[BEGIN Records]

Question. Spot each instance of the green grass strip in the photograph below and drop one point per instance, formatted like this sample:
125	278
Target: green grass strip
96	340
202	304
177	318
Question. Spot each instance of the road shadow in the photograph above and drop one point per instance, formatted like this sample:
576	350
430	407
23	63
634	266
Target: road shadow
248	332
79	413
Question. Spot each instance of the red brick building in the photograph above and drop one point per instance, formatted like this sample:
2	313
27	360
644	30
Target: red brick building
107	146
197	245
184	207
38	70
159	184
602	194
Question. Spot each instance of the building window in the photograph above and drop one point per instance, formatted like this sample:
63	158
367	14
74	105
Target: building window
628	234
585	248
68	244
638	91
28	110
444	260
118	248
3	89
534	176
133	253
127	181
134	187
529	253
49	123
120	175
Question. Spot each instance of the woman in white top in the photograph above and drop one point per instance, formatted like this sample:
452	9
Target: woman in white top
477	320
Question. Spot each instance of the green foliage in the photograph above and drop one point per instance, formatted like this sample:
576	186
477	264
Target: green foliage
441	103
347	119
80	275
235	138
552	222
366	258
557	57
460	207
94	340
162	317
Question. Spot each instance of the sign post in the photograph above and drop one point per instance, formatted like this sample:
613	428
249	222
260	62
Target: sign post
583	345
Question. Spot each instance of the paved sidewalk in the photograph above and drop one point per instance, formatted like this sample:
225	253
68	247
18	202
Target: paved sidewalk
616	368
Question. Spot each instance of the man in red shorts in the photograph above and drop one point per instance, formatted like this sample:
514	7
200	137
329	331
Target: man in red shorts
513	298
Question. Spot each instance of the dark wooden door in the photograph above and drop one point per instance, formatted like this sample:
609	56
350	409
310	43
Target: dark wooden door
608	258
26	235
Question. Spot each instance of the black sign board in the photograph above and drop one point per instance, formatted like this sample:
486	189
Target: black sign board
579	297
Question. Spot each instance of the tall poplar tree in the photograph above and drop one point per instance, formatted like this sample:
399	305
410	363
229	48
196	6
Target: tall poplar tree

[END Records]

Return all of the material above verbatim, from its first line through its last.

Answer to this problem
Question. Spot each instance of the green grass strip in the photograph below and drop one point per instance, formatted like this sample:
125	278
Target: green grass strip
96	340
202	304
177	318
Question. Spot each instance of the road shadow in the photograph above and drop one point per instance, formatted like this sample:
576	350
430	407
23	63
634	266
Target: road shadow
248	332
79	413
Question. Spot each instance of the red brick building in the photograph above and drop one point per instance, formatted like this sample:
2	313
27	360
644	30
Target: red brick building
107	146
197	245
184	207
38	70
159	184
602	194
Question. Spot each instance of the building window in the photograph above and drop one point per instance, formatted like this sample:
63	158
367	14
74	105
Target: building window
628	234
585	248
68	244
638	91
28	110
444	260
118	248
3	89
534	176
133	253
127	181
134	187
529	253
49	123
120	175
Question. Spot each instance of the woman in white top in the photograph above and drop one point per instance, formatted like this sample:
452	9
Target: woman in white top
477	320
Question. Spot each instance of the green foliage in the photograph above and drop one point per instance, formatted like this sample:
576	186
477	264
Target: green foliage
441	103
347	119
80	275
235	138
552	222
366	258
557	57
460	207
94	340
162	317
Question. Spot each instance of the sign post in the photograph above and drop one point per instance, formatted like this sample:
613	428
249	222
260	62
Target: sign post
583	345
Question. Spot each instance of the paved sidewalk in the photograph above and drop one point per instance, formatted like this sample:
225	253
68	247
18	202
Target: paved sidewalk
616	368
Question. Spot each instance of the man in red shorts in the photograph above and drop one point per instance, formatted like this sample:
514	7
200	137
329	331
Target: man in red shorts
513	298
Question. Spot each instance of the dark wooden door in the photograph above and drop one point per instance, formatted like this sample:
609	56
350	409
310	43
Target: dark wooden door
608	258
26	235
Question. Spot each instance of the black sign board in the photograph above and drop one point per instance, formatted like this sample:
486	189
Target: black sign board
579	297
Question. Spot each instance of the tall poplar tree in the photograph above and drop one point per instance, formatted like this sample:
399	305
410	363
229	48
196	6
Target: tall poplar tree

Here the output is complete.